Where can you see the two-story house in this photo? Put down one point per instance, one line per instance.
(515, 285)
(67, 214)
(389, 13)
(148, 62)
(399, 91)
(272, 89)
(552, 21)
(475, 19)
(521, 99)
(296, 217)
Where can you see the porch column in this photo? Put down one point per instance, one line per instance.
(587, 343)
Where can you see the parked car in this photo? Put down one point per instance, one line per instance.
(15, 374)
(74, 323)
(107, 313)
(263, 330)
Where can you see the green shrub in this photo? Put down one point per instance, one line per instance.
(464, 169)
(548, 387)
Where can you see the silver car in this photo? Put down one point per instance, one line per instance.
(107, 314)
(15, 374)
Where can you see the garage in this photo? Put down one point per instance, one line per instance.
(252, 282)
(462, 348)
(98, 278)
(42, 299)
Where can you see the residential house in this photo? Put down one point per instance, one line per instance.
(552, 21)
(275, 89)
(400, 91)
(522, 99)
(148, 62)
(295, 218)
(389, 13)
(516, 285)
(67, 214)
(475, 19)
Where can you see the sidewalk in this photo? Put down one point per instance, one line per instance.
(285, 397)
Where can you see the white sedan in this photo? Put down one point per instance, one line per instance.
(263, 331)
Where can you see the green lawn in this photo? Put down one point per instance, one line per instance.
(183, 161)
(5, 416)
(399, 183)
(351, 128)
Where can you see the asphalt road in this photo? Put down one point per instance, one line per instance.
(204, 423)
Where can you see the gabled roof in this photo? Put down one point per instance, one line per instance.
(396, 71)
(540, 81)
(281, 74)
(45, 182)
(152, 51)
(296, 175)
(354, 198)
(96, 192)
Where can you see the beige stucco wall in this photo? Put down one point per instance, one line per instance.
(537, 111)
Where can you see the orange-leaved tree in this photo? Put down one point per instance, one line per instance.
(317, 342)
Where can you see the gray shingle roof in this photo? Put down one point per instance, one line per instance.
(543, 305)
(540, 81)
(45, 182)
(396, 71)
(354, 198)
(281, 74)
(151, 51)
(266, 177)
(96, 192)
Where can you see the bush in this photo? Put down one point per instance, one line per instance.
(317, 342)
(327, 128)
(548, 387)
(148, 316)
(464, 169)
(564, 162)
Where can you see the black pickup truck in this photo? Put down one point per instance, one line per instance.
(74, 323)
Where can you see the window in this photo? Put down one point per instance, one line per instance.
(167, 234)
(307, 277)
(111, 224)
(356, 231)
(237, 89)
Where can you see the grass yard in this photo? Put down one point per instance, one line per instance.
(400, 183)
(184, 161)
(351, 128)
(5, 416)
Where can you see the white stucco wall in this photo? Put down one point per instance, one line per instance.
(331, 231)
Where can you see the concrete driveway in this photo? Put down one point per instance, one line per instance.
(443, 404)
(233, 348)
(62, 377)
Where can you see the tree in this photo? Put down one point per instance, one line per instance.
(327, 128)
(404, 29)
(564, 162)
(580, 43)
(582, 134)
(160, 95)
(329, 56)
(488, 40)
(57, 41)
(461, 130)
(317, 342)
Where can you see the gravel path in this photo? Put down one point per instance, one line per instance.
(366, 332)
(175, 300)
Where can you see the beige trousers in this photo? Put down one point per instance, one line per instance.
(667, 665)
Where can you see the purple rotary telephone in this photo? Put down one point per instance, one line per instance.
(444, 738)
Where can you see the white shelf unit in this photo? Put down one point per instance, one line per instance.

■ **What you should do**
Repeat the data exactly. Leave nothing out.

■ **Answer to the task**
Where can you see the two-story house in this photo? Put down one point per instance, one line per instance.
(515, 285)
(67, 214)
(389, 13)
(148, 62)
(399, 91)
(272, 89)
(552, 21)
(475, 19)
(521, 99)
(296, 217)
Where can you see the porch column in this photo? Put down one point per instance, one line per instance.
(587, 343)
Where can you see the parked car in this photo? Put down one point per instance, one line per instance.
(15, 374)
(74, 323)
(107, 313)
(263, 330)
Where can you see the green shrub in this photo? Put down one point per instance, one line per instance.
(464, 169)
(548, 387)
Where can you see the silver car in this photo? Put down one point per instance, one line per instance.
(107, 314)
(15, 374)
Where can you see the garage in this photo? Put down one point per instance, one line per instance.
(252, 282)
(462, 348)
(98, 278)
(42, 299)
Where can you see the residential house in this photo? Put down one point per instance, one line per instance.
(552, 21)
(275, 89)
(400, 91)
(522, 99)
(148, 62)
(295, 218)
(389, 13)
(516, 285)
(67, 214)
(475, 19)
Where can you see the sidewalk in this photo? Put down one point per instance, one line per instance.
(285, 397)
Where can you see the white sedan in this photo? Put down one point per instance, one line per instance.
(263, 331)
Where can you see the green lawn in this photo? Put down one point per instance, one line per instance.
(183, 161)
(5, 416)
(399, 183)
(351, 128)
Where can you see the asphalt road in this photo? Put down one point per instance, one line per instance.
(204, 423)
Where can you see the gabled roof in this photo? Put down one point per instance, one line per instance.
(396, 71)
(540, 81)
(281, 74)
(45, 182)
(152, 51)
(296, 175)
(354, 198)
(96, 192)
Where can you see the beige stucco wall in this photo? Put down one point per instance, one line per instance.
(537, 111)
Where can you see the orange-leaved tree in this photo? Put down one point per instance, one line per instance.
(317, 342)
Where can you see the gray shingle roof in this photo? Put down one point per instance, one line per instance.
(543, 305)
(540, 81)
(45, 182)
(396, 71)
(354, 198)
(281, 74)
(151, 51)
(266, 177)
(96, 192)
Where can you see the bush in this photo? Put down one point per instance, one line per instance.
(317, 342)
(327, 128)
(548, 387)
(148, 316)
(464, 169)
(564, 162)
Where can you see the black pickup truck in this photo? Put down one point per instance, one line per instance.
(74, 323)
Where can you see the window in this photo? Put down one point per instance, one line per instance.
(167, 234)
(307, 277)
(111, 224)
(356, 231)
(237, 89)
Where can you see the grass yard in this photo? Put down one point per instance, one line per instance.
(400, 183)
(184, 161)
(351, 128)
(5, 416)
Where can you see the white stucco wall in this photo? Put down one point per instance, one line per instance.
(331, 231)
Where can you see the concrete driveway in this photo? Put down one point per instance, one line per instance.
(443, 404)
(233, 348)
(62, 377)
Where can you see the tree in this photo? Put down one point per instance, one line per instance.
(327, 128)
(404, 29)
(564, 162)
(580, 43)
(582, 134)
(160, 95)
(329, 56)
(488, 40)
(57, 41)
(461, 130)
(317, 342)
Where can you see the gravel path in this photo? Put down one point per instance, one line per instance.
(366, 332)
(175, 300)
Where can you see the beige trousers in this photo? Put down one point per instance, one line per instance.
(667, 665)
Where can you see the purple rotary telephone in this photo? Put down one point per instance, one line per instance.
(444, 738)
Where can you see the white shelf unit in this photo? Put down one point per instance, one line per instance.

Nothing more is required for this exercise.